Exercise: Copy the rows from the very first line through the line containing "[[447, 311]]", requests included, and raise every point coordinate in the answers by 60. Leave the sample shapes and the requests unchanged.
# start of Records supplied
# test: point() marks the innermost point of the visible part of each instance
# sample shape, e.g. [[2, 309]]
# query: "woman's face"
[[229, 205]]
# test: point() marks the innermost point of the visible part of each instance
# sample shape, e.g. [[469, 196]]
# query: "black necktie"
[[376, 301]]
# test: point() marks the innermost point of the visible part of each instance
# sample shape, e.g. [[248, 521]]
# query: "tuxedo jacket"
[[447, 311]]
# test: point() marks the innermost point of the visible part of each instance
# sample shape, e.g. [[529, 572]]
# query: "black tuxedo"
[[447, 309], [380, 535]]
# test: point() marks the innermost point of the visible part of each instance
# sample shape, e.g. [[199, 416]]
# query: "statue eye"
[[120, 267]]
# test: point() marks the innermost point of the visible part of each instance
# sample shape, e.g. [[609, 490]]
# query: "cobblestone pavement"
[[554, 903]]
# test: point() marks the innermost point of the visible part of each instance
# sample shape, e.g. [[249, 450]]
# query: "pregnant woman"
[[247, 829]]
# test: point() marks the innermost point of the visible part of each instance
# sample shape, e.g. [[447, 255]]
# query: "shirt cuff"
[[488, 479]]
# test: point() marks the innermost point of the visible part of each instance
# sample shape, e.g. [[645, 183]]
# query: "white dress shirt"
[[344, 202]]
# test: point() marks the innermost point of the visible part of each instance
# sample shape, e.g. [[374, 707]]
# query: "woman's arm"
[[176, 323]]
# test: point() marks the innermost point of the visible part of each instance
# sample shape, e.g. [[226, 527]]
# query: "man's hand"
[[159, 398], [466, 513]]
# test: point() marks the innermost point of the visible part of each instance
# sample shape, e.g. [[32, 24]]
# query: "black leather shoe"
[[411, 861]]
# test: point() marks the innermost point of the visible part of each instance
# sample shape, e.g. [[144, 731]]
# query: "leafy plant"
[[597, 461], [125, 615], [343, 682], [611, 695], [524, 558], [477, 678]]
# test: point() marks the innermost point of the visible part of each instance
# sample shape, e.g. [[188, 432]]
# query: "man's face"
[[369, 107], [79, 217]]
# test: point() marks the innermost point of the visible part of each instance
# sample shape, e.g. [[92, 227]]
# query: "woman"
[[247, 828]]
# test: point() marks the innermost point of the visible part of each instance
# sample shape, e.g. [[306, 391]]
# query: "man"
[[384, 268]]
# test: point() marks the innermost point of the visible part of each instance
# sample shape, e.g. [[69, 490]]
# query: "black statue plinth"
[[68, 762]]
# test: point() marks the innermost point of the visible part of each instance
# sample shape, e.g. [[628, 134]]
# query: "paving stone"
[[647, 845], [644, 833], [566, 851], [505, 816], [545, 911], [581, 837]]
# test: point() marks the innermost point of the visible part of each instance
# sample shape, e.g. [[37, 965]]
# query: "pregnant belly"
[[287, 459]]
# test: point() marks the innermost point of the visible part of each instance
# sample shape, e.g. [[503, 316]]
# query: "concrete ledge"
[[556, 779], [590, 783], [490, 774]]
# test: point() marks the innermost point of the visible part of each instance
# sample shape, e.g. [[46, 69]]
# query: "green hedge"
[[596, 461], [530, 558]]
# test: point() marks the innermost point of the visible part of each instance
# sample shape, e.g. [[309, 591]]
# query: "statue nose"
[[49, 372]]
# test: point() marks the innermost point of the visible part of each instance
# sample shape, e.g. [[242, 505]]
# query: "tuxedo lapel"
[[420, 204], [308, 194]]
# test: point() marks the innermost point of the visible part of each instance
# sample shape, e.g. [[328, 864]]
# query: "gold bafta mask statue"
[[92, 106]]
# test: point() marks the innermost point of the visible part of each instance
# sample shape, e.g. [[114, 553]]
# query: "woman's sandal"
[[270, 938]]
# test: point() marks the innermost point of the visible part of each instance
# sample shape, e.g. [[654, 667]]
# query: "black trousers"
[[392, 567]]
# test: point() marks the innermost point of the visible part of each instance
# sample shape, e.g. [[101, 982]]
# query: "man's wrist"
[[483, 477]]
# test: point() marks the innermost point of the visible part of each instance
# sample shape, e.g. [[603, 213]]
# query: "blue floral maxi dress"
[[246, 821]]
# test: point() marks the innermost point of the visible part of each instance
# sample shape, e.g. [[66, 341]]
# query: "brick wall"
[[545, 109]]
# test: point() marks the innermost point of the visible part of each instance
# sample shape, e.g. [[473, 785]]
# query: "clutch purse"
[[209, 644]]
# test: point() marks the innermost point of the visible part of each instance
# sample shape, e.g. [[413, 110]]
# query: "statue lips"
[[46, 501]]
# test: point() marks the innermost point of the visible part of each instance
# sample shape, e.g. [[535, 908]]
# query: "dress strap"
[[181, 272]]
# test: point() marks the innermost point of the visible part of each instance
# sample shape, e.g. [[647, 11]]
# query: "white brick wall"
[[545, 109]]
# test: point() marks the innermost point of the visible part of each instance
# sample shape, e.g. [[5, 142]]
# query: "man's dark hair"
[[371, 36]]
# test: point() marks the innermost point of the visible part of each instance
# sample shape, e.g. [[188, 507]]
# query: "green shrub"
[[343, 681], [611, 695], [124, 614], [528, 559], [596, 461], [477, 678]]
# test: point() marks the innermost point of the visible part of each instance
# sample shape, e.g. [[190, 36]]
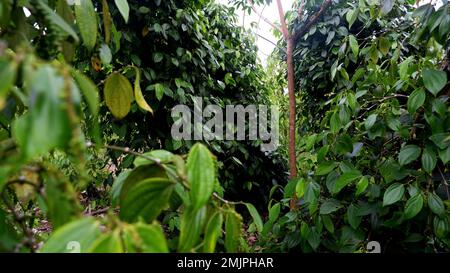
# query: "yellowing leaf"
[[138, 93], [118, 95]]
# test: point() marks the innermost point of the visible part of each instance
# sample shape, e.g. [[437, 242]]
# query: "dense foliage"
[[374, 128], [88, 164]]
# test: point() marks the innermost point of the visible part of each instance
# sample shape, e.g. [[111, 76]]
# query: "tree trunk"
[[292, 113]]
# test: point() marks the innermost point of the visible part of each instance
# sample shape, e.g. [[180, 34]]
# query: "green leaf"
[[60, 199], [351, 17], [8, 71], [233, 227], [86, 19], [408, 154], [159, 91], [413, 206], [416, 100], [144, 238], [326, 167], [384, 45], [55, 19], [387, 6], [157, 57], [105, 54], [146, 199], [300, 188], [89, 90], [442, 140], [329, 206], [212, 233], [124, 9], [82, 233], [256, 217], [435, 204], [274, 212], [163, 156], [352, 216], [361, 186], [434, 80], [192, 222], [328, 223], [353, 45], [46, 125], [346, 179], [118, 95], [108, 243], [393, 194], [429, 160], [445, 155], [201, 173], [370, 121], [138, 93]]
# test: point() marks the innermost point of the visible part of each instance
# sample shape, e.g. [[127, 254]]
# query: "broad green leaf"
[[442, 140], [387, 6], [353, 45], [413, 206], [416, 100], [408, 154], [89, 90], [361, 186], [157, 57], [256, 217], [384, 45], [192, 222], [86, 19], [118, 95], [159, 90], [8, 76], [352, 216], [146, 199], [233, 231], [138, 93], [326, 167], [81, 233], [445, 155], [329, 206], [144, 238], [429, 160], [140, 173], [346, 179], [201, 174], [124, 9], [274, 212], [107, 21], [46, 125], [351, 17], [108, 243], [328, 223], [162, 155], [213, 232], [370, 121], [105, 54], [435, 204], [393, 194], [441, 227], [434, 80], [55, 19], [300, 188], [60, 199]]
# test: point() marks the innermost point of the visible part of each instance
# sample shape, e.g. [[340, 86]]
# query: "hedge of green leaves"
[[375, 142]]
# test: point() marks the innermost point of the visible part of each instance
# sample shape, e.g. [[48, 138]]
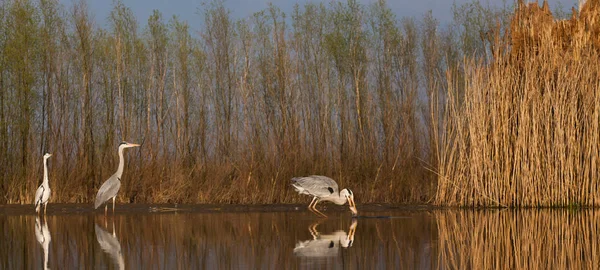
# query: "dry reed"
[[525, 132]]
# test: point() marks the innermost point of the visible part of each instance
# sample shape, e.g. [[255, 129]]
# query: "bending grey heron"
[[42, 194], [42, 234], [323, 188], [110, 188]]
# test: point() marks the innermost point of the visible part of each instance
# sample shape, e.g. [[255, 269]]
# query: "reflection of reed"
[[186, 240], [526, 239], [446, 239]]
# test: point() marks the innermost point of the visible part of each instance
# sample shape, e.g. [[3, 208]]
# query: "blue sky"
[[188, 9]]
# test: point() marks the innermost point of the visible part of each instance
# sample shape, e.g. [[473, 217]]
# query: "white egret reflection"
[[42, 234]]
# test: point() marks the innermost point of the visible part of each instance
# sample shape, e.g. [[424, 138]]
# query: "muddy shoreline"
[[72, 208]]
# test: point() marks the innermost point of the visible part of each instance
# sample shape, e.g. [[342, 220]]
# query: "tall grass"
[[525, 131], [506, 239]]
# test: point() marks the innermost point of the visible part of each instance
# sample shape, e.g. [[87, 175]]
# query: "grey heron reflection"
[[325, 245], [110, 245], [42, 234]]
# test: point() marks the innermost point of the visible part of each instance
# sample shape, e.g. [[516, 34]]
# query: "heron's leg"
[[311, 203], [313, 230], [352, 229], [317, 211]]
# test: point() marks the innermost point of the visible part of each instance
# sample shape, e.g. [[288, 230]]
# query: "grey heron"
[[110, 188], [325, 245], [110, 244], [42, 194], [323, 188], [42, 234]]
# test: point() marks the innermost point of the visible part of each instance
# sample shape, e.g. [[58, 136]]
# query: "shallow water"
[[74, 237]]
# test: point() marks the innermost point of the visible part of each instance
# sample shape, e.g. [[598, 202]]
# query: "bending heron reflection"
[[323, 188], [42, 234], [42, 194], [325, 245], [110, 244], [110, 188]]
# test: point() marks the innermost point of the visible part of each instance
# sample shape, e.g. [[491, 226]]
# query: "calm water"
[[406, 239]]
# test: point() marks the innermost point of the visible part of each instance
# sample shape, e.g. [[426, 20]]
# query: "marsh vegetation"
[[498, 107]]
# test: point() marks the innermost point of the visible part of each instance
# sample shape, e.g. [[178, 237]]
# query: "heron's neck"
[[339, 200], [45, 172], [121, 163]]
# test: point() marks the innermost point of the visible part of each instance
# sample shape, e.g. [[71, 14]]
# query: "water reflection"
[[42, 234], [325, 245], [110, 244], [435, 239]]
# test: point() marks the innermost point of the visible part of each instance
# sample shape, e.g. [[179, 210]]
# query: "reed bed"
[[524, 131], [518, 239], [215, 240]]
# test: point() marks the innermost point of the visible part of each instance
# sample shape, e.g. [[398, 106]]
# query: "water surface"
[[283, 237]]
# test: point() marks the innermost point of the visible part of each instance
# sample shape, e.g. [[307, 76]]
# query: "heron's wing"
[[317, 185], [38, 195], [108, 190]]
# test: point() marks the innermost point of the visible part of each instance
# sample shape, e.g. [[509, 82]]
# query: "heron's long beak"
[[352, 206]]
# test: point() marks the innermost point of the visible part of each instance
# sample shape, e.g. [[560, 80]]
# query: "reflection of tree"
[[110, 244], [325, 245], [42, 234]]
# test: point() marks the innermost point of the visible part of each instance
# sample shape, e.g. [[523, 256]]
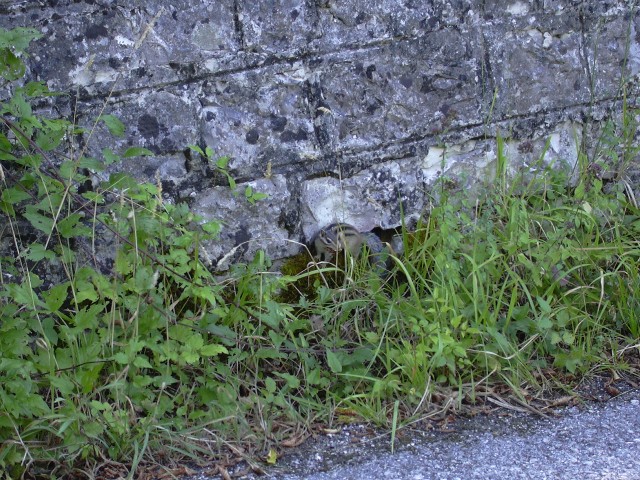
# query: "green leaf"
[[11, 67], [142, 362], [121, 358], [222, 162], [72, 226], [136, 152], [56, 296], [49, 139], [91, 164], [113, 123], [14, 195], [213, 350], [196, 149], [19, 107], [257, 196], [39, 221], [334, 362], [292, 380], [109, 156], [18, 38], [36, 89], [37, 252], [270, 384]]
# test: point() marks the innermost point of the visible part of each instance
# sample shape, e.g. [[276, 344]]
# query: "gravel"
[[598, 441]]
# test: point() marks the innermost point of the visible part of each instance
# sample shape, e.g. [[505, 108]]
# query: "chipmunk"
[[342, 237]]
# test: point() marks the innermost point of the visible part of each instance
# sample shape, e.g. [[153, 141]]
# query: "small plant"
[[129, 349]]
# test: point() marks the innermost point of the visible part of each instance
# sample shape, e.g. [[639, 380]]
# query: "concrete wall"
[[339, 110]]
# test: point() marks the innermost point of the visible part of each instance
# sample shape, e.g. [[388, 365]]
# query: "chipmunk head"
[[338, 237]]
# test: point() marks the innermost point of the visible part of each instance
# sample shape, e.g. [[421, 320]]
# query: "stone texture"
[[339, 111]]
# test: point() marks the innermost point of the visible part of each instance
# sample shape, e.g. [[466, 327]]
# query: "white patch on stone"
[[518, 8], [120, 40]]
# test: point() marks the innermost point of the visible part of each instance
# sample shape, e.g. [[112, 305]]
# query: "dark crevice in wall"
[[237, 26]]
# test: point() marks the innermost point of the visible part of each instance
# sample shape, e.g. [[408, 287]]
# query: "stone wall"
[[338, 110]]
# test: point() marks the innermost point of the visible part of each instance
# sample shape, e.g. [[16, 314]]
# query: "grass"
[[114, 366]]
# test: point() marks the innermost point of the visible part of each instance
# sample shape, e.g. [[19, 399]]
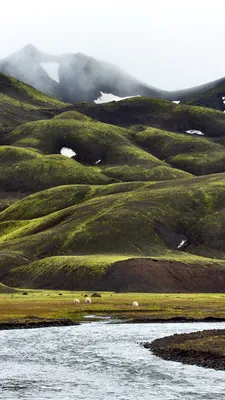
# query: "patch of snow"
[[108, 97], [67, 152], [181, 244], [194, 131], [52, 69]]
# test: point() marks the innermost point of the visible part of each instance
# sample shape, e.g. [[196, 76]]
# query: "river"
[[101, 361]]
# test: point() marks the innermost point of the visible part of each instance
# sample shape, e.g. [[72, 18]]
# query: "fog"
[[168, 44]]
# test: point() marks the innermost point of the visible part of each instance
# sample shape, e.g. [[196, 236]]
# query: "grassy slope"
[[20, 103], [27, 170], [120, 157], [142, 111], [107, 223], [5, 289], [123, 220], [197, 155], [48, 304]]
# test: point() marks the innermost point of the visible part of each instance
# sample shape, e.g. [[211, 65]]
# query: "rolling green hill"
[[129, 204]]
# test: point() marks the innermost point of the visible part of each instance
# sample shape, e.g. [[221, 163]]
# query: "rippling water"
[[100, 361]]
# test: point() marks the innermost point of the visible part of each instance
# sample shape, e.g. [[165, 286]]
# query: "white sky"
[[169, 44]]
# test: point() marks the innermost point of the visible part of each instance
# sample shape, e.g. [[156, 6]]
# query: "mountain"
[[138, 206], [72, 77], [78, 77]]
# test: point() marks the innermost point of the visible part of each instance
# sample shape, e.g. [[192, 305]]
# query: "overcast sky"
[[170, 44]]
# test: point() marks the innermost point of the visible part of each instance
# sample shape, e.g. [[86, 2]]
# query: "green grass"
[[144, 111], [134, 219], [48, 304], [20, 103], [26, 170]]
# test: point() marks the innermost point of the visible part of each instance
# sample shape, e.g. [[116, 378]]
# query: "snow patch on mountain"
[[195, 132], [108, 97], [65, 151], [52, 69]]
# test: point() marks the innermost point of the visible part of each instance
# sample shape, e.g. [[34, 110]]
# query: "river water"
[[101, 361]]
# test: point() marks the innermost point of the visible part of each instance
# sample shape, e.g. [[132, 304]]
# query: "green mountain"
[[139, 206]]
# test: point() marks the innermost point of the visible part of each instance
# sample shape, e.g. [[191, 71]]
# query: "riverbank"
[[36, 323], [205, 348], [31, 305]]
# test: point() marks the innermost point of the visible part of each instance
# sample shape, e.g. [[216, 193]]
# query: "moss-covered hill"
[[140, 206], [20, 103]]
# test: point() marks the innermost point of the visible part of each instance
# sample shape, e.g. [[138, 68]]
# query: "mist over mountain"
[[79, 77]]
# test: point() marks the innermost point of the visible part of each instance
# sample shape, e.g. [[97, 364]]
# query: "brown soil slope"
[[140, 275]]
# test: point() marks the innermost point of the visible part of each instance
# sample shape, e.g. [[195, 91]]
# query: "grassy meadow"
[[18, 307]]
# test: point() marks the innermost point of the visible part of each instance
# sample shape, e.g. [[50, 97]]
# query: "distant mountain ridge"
[[78, 77]]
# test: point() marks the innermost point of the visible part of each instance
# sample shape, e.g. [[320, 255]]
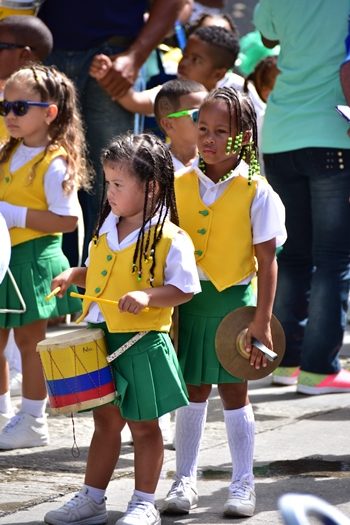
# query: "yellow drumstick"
[[96, 299], [53, 293]]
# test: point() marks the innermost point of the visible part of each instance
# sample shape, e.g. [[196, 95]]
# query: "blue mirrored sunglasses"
[[19, 107], [193, 113]]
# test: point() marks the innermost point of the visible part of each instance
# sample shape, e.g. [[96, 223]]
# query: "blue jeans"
[[103, 119], [314, 265]]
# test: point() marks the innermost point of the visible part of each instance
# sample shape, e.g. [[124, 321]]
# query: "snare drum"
[[76, 371], [19, 7]]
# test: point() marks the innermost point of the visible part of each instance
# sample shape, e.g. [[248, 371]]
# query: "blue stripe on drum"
[[80, 383]]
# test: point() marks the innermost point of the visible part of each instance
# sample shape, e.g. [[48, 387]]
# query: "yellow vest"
[[221, 232], [17, 188], [110, 276]]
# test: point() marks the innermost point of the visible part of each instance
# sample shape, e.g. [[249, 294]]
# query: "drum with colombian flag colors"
[[19, 7], [76, 371]]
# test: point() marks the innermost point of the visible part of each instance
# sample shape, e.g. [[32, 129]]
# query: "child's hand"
[[133, 302], [263, 334], [63, 280], [100, 66]]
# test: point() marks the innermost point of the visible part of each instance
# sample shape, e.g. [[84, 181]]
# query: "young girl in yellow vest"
[[41, 167], [233, 216], [146, 264]]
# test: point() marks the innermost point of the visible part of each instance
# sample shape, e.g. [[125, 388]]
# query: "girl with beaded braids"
[[234, 218], [42, 165], [146, 265]]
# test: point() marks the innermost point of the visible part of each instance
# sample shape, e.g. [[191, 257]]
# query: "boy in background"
[[209, 54], [176, 110]]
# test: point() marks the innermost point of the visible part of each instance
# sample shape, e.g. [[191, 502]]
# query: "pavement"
[[302, 446]]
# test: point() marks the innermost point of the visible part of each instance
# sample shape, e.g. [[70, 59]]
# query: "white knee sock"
[[240, 428], [96, 494], [5, 404], [34, 407], [190, 422]]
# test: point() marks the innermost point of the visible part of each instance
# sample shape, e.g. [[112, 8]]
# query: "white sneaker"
[[140, 512], [80, 510], [24, 430], [5, 418], [181, 498], [15, 382], [241, 500]]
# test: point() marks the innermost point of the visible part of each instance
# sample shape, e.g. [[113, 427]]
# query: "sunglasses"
[[19, 107], [8, 45], [193, 113]]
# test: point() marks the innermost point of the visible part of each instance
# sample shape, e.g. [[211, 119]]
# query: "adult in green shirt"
[[307, 160]]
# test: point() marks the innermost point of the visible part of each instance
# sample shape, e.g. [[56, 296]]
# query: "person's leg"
[[330, 190], [105, 446], [240, 428], [190, 422], [29, 427], [295, 262]]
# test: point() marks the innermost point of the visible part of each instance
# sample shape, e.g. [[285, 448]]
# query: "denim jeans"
[[103, 119], [314, 265]]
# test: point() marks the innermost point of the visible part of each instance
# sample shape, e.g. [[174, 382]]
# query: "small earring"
[[237, 145], [229, 146]]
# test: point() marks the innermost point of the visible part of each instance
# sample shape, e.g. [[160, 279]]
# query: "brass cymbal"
[[229, 344]]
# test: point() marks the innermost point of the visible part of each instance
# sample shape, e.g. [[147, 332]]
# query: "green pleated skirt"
[[33, 265], [147, 376], [198, 322]]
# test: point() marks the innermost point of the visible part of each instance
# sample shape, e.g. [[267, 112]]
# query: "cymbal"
[[229, 344]]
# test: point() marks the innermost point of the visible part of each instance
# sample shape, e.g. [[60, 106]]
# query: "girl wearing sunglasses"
[[42, 165]]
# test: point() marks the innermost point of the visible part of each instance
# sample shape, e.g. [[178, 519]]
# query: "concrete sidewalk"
[[302, 445]]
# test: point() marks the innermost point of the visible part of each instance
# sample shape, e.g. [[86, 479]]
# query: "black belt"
[[120, 41]]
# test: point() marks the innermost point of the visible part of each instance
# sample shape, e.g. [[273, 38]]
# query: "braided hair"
[[241, 113], [66, 130], [148, 158]]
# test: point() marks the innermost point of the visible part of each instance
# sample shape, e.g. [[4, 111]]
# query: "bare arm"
[[48, 222], [267, 279], [138, 101], [158, 297]]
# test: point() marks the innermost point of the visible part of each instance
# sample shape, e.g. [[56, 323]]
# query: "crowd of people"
[[212, 172]]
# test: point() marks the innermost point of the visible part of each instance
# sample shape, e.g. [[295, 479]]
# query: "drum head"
[[227, 349], [5, 252]]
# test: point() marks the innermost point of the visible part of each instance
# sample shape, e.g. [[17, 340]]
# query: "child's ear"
[[51, 113], [166, 124], [247, 136]]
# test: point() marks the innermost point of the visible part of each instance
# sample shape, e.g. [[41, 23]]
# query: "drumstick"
[[96, 299], [53, 293]]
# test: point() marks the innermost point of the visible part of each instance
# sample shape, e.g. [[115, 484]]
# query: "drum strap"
[[125, 346]]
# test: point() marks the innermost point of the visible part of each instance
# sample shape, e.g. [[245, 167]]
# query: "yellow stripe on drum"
[[73, 354]]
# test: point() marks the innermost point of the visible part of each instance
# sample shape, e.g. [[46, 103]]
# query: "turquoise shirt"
[[301, 108]]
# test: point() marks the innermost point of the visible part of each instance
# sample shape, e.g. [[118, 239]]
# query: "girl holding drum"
[[42, 165], [145, 263]]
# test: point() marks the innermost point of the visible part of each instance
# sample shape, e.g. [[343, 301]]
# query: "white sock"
[[34, 407], [240, 428], [98, 495], [190, 422], [5, 404], [145, 496]]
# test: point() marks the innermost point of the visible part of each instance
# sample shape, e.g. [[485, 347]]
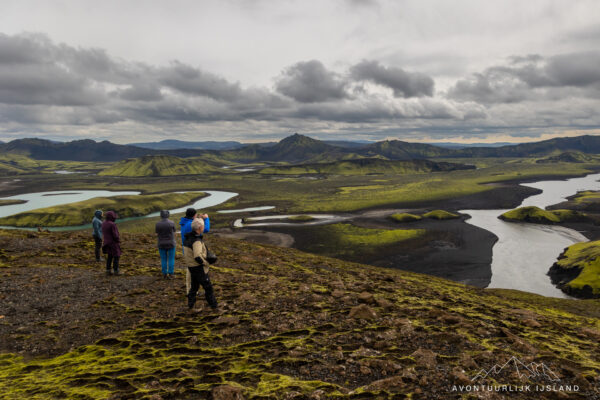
# end of Records supplied
Result for this exercise:
# test: point() marks the innermost point of the visible part of each instance
# sample shape, e.g. [[2, 309]]
# query: "woman's face"
[[289, 265]]
# test: point() marks the innermost point of the visible part of each instance
# sample shape, e.g. [[469, 196]]
# query: "black necktie"
[[436, 361]]
# test: point() marks the innermost point of the visible part of each instance
# sample shape, e.g. [[248, 521]]
# query: "tuxedo jacket"
[[507, 371]]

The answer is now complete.